— begin GIVEN TEXT —

More debugging required I guess.

I'm running:
`# uname -a
FreeBSD nas-01.thismonkey.com 11.0-RELEASE-p8 FreeBSD 11.0-RELEASE-p8 #0: Wed Feb 22 06:12:04 UTC 2017     root@amd64-builder.daemonology.net:/usr/obj/usr/src/sys/GENERIC  amd64`

Thanks,
Scott


----------



## tobik@ (Sep 20, 2017)

scotia said:


> ===> Building for mbmon-205_6


How old is your ports tree? That version is from 2006? Please update your ports tree before doing anything else.

sysutils/mbmon was moved to sysutils/xmbmon. It also includes patches to fix the errors you're seeing.


----------



## scotia (Sep 21, 2017)

SD,

thanks again.

Stiil, no dice.

I installed sysutils/xmbmon to no avail:

`# pkg which /usr/local/bin/mbmon
/usr/local/bin/mbmon was installed by package xmbmon-205_14`

Same errors as the earlier version of mbmon.

Perhaps the HP Microserver N36L does not support the interface.  I'll try a reboot at the next convenience (which may be a while).


----------



## António Trindade (Jan 10, 2018)

— end GIVEN TEXT —
— begin DATA SECTION —

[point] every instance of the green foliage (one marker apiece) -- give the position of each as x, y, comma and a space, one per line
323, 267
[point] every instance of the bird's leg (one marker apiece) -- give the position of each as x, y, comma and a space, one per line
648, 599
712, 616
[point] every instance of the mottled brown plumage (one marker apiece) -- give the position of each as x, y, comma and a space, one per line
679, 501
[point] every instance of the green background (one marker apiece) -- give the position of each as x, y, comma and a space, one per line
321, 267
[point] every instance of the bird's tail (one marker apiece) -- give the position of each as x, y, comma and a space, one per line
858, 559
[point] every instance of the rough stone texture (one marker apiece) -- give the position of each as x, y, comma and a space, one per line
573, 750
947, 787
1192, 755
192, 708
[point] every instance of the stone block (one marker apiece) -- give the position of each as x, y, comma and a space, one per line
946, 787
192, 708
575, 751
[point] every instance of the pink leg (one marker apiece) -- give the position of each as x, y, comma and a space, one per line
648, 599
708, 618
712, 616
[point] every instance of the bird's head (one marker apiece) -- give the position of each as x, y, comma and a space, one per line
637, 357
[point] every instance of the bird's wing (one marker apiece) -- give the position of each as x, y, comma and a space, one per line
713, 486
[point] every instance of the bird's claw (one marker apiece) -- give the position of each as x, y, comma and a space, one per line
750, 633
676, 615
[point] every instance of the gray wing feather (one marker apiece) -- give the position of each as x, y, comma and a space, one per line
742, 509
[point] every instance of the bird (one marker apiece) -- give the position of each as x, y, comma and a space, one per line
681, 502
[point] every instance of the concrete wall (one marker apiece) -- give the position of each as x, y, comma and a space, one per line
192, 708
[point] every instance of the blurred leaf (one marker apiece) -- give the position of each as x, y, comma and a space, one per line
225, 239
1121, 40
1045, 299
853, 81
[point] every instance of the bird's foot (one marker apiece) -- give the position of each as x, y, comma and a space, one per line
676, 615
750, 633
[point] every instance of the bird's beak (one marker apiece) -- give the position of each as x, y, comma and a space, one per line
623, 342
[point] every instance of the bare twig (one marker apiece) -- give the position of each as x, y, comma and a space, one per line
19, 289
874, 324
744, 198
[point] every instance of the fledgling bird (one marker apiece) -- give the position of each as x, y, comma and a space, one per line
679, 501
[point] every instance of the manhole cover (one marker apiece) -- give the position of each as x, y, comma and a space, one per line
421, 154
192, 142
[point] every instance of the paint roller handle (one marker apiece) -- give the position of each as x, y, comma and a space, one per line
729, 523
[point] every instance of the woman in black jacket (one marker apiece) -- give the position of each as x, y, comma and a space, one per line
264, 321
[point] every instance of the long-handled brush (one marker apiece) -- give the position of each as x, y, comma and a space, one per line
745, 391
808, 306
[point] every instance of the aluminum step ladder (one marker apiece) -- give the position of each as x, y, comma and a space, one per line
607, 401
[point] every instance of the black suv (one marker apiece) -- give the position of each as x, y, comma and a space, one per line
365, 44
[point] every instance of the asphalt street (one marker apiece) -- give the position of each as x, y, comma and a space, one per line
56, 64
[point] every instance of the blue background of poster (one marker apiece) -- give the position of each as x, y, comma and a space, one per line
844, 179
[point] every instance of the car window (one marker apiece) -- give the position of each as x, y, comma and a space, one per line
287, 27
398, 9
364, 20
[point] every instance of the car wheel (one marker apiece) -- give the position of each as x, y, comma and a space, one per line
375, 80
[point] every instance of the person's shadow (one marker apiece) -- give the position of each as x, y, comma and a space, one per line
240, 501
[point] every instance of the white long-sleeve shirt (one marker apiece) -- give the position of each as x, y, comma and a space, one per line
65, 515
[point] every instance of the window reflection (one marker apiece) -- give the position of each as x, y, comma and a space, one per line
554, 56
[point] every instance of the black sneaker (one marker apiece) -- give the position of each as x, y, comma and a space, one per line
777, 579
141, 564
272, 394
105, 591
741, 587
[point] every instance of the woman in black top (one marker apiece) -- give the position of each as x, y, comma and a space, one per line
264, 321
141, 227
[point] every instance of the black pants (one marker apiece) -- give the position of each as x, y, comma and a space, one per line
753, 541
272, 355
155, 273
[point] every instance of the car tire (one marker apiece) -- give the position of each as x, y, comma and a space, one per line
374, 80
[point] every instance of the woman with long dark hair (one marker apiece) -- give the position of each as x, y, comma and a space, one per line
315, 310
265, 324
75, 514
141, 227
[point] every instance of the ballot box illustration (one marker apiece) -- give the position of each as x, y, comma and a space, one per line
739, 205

— end DATA SECTION —

OBJECTIVE 1 –
Answer these questions from the mbmon thread:
(a) Which FreeBSD release does the uname output show?
(b) To which port was sysutils/mbmon moved?
(c) Which package installed /usr/local/bin/mbmon?
OBJECTIVE 2 –
Translate this sentence from the mbmon thread into German: "Please update your ports tree before doing anything else."
OBJECTIVE 3 –
Carry on the mbmon thread from where it stops.
These records were taken from a different source than the mbmon thread.

REPLY 1 –
(a) FreeBSD 11.0-RELEASE-p8
(b) sysutils/xmbmon
(c) xmbmon-205_14

REPLY 2 –
Bitte aktualisiere deinen Ports-Baum, bevor du irgendetwas anderes tust.

REPLY 3 –
scotia said:


> SD,
> 
> 
> Perhaps the HP Microserver N36L does not support the interface.  I'll try a reboot at the next convenience (which may be a while).



The voltages and temperatures are reported by the BIOS setup. So the sensors are available. It's just a matter of figuring out how to access them in FreeBSD (I leave this for the more knowledgeable in hardware programming... ).


----------



## Snurg (Jan 10, 2018)

tobik@ said:


> How old is your ports tree? That version is from 2006? Please update your ports tree before doing anything else.
> 
> sysutils/mbmon was moved to sysutils/xmbmon. It also includes patches to fix the errors you're seeing.


It is still that old version. At least if installed using pkg install on 11.1Release with "latest" repos.
The man page still even is dated 2003.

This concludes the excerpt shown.